Task brief: Find "Target: gothic archway" in the data, then restate the line it sits in and every later line word for word, ending with the last line.

(Dataset records)
===
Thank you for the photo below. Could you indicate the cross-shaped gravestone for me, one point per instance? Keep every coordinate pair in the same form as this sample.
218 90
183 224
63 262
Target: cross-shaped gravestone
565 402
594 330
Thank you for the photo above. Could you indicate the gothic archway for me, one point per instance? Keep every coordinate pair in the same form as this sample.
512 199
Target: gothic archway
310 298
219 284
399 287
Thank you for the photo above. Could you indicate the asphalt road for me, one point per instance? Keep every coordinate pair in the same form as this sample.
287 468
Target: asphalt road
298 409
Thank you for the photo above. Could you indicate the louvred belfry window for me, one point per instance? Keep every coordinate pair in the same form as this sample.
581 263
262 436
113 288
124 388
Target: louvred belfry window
===
Task result:
Target: gothic archway
310 298
219 284
399 287
Thank you for the photo above. Could you indicate the asphalt road for me, one point per instance? Keep every coordinate pair in the same form as this sample.
287 468
Target: asphalt road
298 409
Thank you for the photo above. Could you indicate the louvred belfry window for me, one point per instance? Keep every coordinate pair in the same form as this sample.
581 263
262 436
113 288
124 388
Target: louvred belfry window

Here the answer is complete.